- _SET PROBLEM_: Quote everything in the Enpi kata thread from "We don't do" down to "on your heels.", word for word.

# Enpi



## shotokan-kez (Dec 30, 2006)

*Hey guys! Does anyone have any difficulty with this kata? For my shodan grading i need to know Kanku-dai, jion, hangetsu and enpi. I know them all except enpi. For starts i get confused when you do that straight punch then you twist your wrist, mainly because there is a bit where you don't actually twist your wrist but i just do it! Also what about the big jump, i just can't do it! I always end up landing with the wrong leg forward. If i do manage to get the jump right i am all wobbly and my stance is dreadful! :uhohh: *
*Normally i cope really well with learning new kata, and i get excited and really into it....but not this time. I am struggling with it and it's frustrating me.*

*Kez xx *


----------



## cstanley (Dec 30, 2006)

When you jump, don't go for distance just jump in a small circle...short and sharp; as you spring up, kick your heels up like you are trying to kick your own butt; both feet should hit the floor at the same time (exactly the same time) in as near a perfect back stance as you can do, and your shuto should exactly coincide with the landing...everything happens at once. When you land, think "sit" so you drop your center when you hit. It should look like you have been poured there in concrete. That jump is not easy to master.


----------



## twendkata71 (Dec 30, 2006)

stanley,you took the word out of my mouth. I used to have trouble with the kata, but when I was at a seminar with Yamazaki, he basically told me the same thing. Empi is Shotokan's version of Wansu.  Shorin ryu does not do the jump. It is a shoulder throw.


----------



## cstanley (Dec 30, 2006)

twendkata71 said:


> stanley,you took the word out of my mouth. I used to have trouble with the kata, but when I was at a seminar with Yamazaki, he basically told me the same thing. Empi is Shotokan's version of Wansu. Shorin ryu does not do the jump. It is a shoulder throw.


 
We don't do the jump either...same throw. We call our's Wansu, too.


----------



## Grenadier (Dec 30, 2006)

You can start by simply spinning on your foot, instead of making a big jump.  Once you train your body to "remember' which way to face, start taking short, high jumps.  Don't go for long distances.  

Remember to land on the balls of your feet.  It *really* hurts if you land on your heels.


----------



## searcher (Dec 30, 2006)

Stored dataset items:
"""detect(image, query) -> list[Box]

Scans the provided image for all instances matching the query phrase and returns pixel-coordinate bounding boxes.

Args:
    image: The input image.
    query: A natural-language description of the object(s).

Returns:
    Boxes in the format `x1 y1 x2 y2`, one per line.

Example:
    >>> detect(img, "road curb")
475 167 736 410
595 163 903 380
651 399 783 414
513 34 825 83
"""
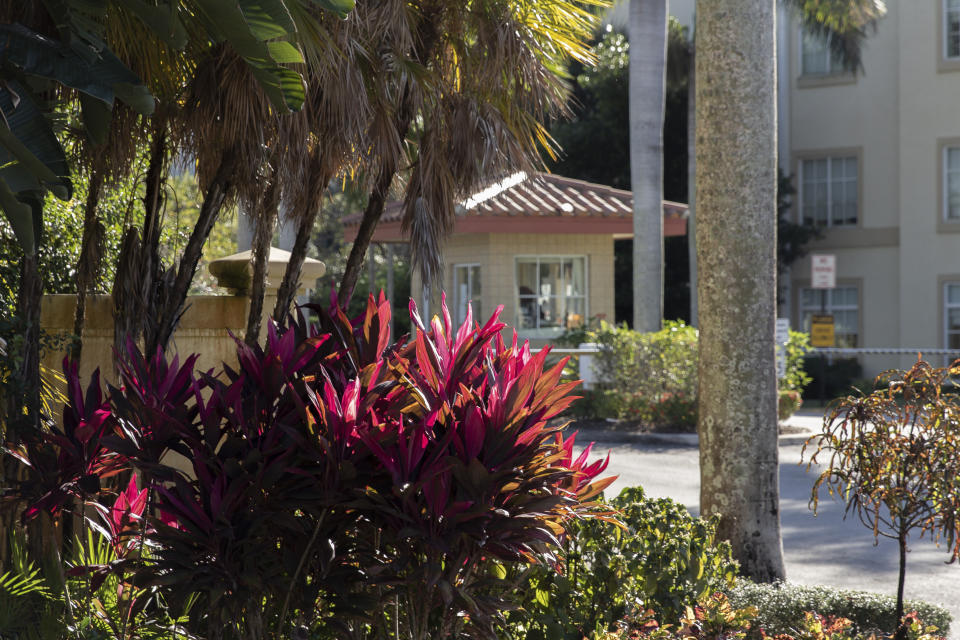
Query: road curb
566 428 817 448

- _SOLUTION TO THIS PROBLEM_:
We don't do the jump either...same throw. We call our's Wansu, too.


----------



## Grenadier (Dec 30, 2006)

You can start by simply spinning on your foot, instead of making a big jump.  Once you train your body to "remember' which way to face, start taking short, high jumps.  Don't go for long distances.  

Remember to land on the balls of your feet.  It *really* hurts if you land on your heels.